Instructions to follow: Retype every one of the items below word for word, with each line kept unchanged.

Data:
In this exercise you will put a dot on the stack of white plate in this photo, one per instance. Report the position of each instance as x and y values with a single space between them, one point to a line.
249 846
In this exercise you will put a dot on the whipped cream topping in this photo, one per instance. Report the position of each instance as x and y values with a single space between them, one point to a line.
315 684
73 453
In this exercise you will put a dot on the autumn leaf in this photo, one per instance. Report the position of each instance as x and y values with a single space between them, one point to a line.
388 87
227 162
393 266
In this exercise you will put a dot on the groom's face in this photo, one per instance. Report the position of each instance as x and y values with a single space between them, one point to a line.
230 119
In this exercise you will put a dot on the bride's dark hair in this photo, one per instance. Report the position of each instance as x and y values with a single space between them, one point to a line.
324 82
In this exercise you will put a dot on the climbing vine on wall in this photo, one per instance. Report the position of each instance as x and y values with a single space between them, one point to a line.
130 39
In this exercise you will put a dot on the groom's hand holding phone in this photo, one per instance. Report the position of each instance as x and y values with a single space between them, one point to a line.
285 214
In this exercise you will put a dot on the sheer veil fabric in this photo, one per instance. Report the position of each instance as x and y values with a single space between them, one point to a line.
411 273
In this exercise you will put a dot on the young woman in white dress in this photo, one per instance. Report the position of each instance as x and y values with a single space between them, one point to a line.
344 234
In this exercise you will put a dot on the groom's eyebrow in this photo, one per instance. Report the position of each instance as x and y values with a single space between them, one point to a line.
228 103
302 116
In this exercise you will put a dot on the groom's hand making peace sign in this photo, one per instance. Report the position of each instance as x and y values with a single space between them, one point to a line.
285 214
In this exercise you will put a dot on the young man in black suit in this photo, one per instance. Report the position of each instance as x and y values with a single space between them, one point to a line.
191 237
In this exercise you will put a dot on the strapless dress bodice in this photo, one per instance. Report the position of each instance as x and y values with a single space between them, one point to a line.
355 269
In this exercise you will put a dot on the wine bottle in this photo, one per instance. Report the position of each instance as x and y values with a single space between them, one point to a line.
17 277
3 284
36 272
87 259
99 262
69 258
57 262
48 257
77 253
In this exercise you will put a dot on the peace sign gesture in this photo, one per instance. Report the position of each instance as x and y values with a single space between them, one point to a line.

Final answer:
In this exercise you will put a dot on the stack of white plate in this photo, one per instance. Report the position of each instance as x and y values with a single space between them, one point to a line.
249 846
In this exercise you will put a dot on the whipped cream topping in this photo, one per instance. Report the position of each instance as x and y values with a single space between them, one point to a line.
315 684
73 453
In this exercise you will put a dot on the autumn leaf in this photo, one per instance. Report the position of each instance as x and y values with a single space between them, one point to a line.
388 87
227 162
393 266
In this exercise you will put a dot on the groom's face in this photo, one per instance. Report the position of each instance as x and y values with a single space between them, one point to a line.
230 119
In this exercise you will put a dot on the bride's dark hair in this photo, one per instance. Report the position of each instance as x and y values with a single space between them, one point to a line.
324 82
In this exercise you will put a dot on the climbing vine on wall in this photo, one per instance. Report the position of each instance as x and y values with a single space between them, one point to a line.
130 39
In this exercise you will put a dot on the groom's hand holding phone in this photo, one per instance. Report the position of each instance as x and y values with a single space between them, one point to a line.
285 214
In this exercise you will put a dot on the sheer veil fabric in this photo, one per instance. Report the position of each instance as x and y values with a single space between them, one point to a line.
411 273
In this exercise you will put a dot on the young woman in white dress in this photo, one per instance. Report the position of each instance as x and y values with a single space between them, one point to a line.
344 234
In this exercise you will put a dot on the groom's eyebrow in this photo, one per instance. Report the position of each instance as x and y values with a single space between them, one point to a line.
228 103
302 116
In this exercise you will put a dot on the groom's hand making peace sign in this photo, one per instance. Report the position of each instance as x and y values with a single space between them, one point to a line.
285 214
In this exercise you will put a dot on the young man in black suit in this photo, one per instance. Report the position of each instance as x and y values with a single space between them, one point to a line.
191 237
In this exercise you will put a dot on the strapless dress bodice in this photo, one per instance. Report the position of each instance as x and y values with a single space between them, one point to a line.
355 269
In this exercise you will put a dot on the wine bottle in this photo, one per instance. Report the position of each instance as x and y values with a single space between them, one point to a line.
17 277
3 284
36 272
87 259
99 262
69 258
57 262
48 257
77 253
In this exercise you will put a dot on the peace sign gesture in this photo, one per instance. Report the position of each instance as x and y values with a single space between them, one point to a line.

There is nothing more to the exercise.